TEXT =>

Most of the artists on Greenbergs list were known afterwards as Color Field painters, including Morris Lewis, Frank Stella, Jules Olitski and Helen Frankenthaler. The boundaries were flexible: Greenberg said he considered including Jim Dine and Robert Indiana, but decided against them since "as diverting as Pop art is, I happen not to find it really fresh."49 Some of the painters in the group, like Gene Davis, Ellsworth Kelly. Alexander Liberman and Kenneth Noland, were working with vibrant contrasts of complementary colors, each to different purposes.

Sixties expression required new media, new techniques. "Roy got the hand out of art," the painter Larry Rivers said, "and put the brain in."50 It wasn't only Lichtenstein of course. Around 1962 Abstract Expressionism was on the way out, taking gestural brushwork with it. Pop painters started to stencil the letters, logos and Benday dots on their canvases. (Benday dots are printer's pointillism, relying on the optical mix of dotted colors to create illusions.)

For Anuszkiewicz the transition from freehand to masking tape was like switching from light bulbs to a laser.51 He made the move in selected pictures as 1962 turned into 1963. Exact Quantity of early 1963 still shows his hand on the brush: the red stripes are relatively wide and their edges waver ever so slightly. The look that became Anuszkiewicz's trademark — razor-sharp lines raking across the canvas (or masonite for its superior flatness in small formats) — came to the fore in a frontal assault of high-energy works: Complementary Fission, 1964, Magnetic Force, 1964, Mercurian in the Fire (the cover of Life's international edition, December 28, 1964), and The Edge of All Activity, 1965.52

Elssworth Kelly, Green Red, private collection, 1964 Andy Warhol, Self-Portrait four canvases, private collection, 1966-67

Complementary Fission exemplifies, as its title says, a breakthrough made possible by Anuszkiewicz's new technique that placed contrasting lines of complementary colors into what can only be called a 'collision'. Where the green lines converge to a point, the intensity of their contrast with the underlying red field creates a shimmering green tone spilling across the lines. The technical term is 'color film'. Our eyes, and the camera lens — it's a question of resolution — perceive a green aura hovering slightly above the canvas surface, but it does not exist.

Records excerpted from a collection =>
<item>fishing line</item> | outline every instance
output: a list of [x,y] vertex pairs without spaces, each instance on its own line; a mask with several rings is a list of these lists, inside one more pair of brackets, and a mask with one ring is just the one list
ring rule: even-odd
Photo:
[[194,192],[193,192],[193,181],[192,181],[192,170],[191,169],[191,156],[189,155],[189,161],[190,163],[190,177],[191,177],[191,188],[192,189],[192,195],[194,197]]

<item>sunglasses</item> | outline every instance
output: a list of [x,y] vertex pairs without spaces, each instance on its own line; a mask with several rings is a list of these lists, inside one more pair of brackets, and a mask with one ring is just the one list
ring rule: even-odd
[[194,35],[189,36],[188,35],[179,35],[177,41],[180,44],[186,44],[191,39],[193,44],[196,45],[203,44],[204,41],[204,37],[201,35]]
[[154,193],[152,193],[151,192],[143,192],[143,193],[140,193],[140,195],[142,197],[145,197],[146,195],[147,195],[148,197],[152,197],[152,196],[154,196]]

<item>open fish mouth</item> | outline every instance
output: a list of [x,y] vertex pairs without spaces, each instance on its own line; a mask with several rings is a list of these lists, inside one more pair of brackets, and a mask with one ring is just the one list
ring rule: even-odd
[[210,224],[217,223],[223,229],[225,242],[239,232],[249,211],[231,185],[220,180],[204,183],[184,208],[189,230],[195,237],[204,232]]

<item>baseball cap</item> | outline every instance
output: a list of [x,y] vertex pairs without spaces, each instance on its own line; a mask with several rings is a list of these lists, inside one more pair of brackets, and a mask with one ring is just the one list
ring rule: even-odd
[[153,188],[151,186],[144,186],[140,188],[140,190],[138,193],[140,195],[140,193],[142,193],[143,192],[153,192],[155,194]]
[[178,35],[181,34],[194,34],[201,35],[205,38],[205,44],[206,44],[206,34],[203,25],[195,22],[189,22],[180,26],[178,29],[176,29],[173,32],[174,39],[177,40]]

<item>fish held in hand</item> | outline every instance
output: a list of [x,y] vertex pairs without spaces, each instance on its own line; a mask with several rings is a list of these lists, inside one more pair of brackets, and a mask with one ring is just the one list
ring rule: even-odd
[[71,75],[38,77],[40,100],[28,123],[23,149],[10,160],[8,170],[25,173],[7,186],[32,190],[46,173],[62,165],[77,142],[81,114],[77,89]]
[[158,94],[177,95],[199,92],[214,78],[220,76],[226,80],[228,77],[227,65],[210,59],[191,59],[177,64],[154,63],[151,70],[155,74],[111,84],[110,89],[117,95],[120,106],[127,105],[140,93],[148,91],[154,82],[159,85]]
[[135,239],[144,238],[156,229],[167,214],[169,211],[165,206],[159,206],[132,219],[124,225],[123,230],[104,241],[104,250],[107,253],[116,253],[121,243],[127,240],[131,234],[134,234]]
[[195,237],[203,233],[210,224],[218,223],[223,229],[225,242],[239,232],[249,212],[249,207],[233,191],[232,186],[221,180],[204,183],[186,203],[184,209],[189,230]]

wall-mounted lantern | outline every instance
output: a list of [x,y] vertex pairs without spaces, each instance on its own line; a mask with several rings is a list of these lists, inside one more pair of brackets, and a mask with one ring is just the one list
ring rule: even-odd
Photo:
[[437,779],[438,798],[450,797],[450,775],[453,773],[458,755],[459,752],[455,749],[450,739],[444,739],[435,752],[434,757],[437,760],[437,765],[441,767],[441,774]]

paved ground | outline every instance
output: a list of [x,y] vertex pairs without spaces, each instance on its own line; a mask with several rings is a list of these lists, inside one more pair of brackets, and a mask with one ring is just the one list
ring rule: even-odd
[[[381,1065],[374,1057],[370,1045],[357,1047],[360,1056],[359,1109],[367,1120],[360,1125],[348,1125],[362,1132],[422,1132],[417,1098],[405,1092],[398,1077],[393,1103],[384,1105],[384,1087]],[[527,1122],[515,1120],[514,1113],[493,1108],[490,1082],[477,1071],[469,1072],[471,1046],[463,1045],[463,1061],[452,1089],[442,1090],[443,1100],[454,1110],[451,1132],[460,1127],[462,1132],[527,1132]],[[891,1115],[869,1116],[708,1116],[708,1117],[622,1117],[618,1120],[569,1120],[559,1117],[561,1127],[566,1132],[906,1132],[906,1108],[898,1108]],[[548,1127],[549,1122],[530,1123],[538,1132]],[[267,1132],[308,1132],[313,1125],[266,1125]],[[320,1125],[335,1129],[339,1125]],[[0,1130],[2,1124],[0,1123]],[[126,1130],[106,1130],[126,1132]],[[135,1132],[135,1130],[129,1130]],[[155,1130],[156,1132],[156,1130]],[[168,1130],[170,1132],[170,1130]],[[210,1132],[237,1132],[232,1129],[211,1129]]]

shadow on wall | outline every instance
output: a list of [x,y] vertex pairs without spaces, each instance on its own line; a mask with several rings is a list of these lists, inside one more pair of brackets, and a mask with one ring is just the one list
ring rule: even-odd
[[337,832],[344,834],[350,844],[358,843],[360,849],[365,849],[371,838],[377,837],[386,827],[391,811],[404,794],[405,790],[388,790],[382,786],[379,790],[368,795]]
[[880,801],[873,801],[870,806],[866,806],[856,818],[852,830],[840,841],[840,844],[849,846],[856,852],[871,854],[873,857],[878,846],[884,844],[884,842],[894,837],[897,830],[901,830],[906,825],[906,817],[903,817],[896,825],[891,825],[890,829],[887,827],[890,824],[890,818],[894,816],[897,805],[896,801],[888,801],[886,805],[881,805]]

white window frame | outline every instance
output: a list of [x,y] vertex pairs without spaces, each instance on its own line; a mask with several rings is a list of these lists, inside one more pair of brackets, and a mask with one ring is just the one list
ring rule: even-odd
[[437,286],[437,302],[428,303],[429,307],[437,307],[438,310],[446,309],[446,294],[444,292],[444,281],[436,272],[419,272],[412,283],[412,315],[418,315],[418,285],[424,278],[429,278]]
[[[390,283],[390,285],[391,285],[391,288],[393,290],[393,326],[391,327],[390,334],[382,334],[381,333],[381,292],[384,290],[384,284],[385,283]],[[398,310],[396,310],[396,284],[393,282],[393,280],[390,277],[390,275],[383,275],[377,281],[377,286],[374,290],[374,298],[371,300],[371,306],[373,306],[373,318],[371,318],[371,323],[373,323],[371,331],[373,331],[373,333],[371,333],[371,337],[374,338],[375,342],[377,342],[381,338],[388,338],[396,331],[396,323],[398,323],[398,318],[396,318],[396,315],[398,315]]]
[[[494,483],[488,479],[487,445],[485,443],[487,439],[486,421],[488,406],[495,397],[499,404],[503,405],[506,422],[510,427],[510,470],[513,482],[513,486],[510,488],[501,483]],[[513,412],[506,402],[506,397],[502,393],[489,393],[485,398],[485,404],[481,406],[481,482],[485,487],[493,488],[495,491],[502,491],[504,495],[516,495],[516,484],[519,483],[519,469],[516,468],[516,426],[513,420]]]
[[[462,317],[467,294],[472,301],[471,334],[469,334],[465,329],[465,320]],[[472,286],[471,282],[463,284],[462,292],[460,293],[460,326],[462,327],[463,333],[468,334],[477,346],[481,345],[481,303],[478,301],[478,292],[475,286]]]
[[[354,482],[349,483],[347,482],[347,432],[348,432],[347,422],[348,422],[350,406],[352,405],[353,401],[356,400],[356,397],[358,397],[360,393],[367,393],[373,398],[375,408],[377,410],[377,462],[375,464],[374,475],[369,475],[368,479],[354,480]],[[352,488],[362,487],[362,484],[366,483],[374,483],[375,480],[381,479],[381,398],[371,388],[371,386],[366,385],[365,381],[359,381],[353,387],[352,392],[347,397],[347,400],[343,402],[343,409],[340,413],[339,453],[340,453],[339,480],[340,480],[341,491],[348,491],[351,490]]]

EXERCISE TASKS =>
**A.** Answer these questions from the text on Anuszkiewicz.
(i) Which two artists did Greenberg consider including but leave out?
(ii) According to Larry Rivers, what did Roy get out of art?
(iii) What is the technical term for the shimmering green tone in Complementary Fission?
**B.** Write out a section of the text on Anuszkiewicz without changes. Begin at the words "Complementary Fission exemplifies, as" and stop after "does not exist.".
**C.** List every work by Anuszkiewicz that the text on Anuszkiewicz names by title.
Answer from the text alone.

PER-TASK ANSWERS =>
**A.**
(i) Jim Dine and Robert Indiana
(ii) The hand
(iii) Color film

**B.**
Complementary Fission exemplifies, as its title says, a breakthrough made possible by Anuszkiewicz's new technique that placed contrasting lines of complementary colors into what can only be called a 'collision'. Where the green lines converge to a point, the intensity of their contrast with the underlying red field creates a shimmering green tone spilling across the lines. The technical term is 'color film'. Our eyes, and the camera lens — it's a question of resolution — perceive a green aura hovering slightly above the canvas surface, but it does not exist.

**C.**
Exact Quantity
Complementary Fission
Magnetic Force
Mercurian in the Fire
The Edge of All Activity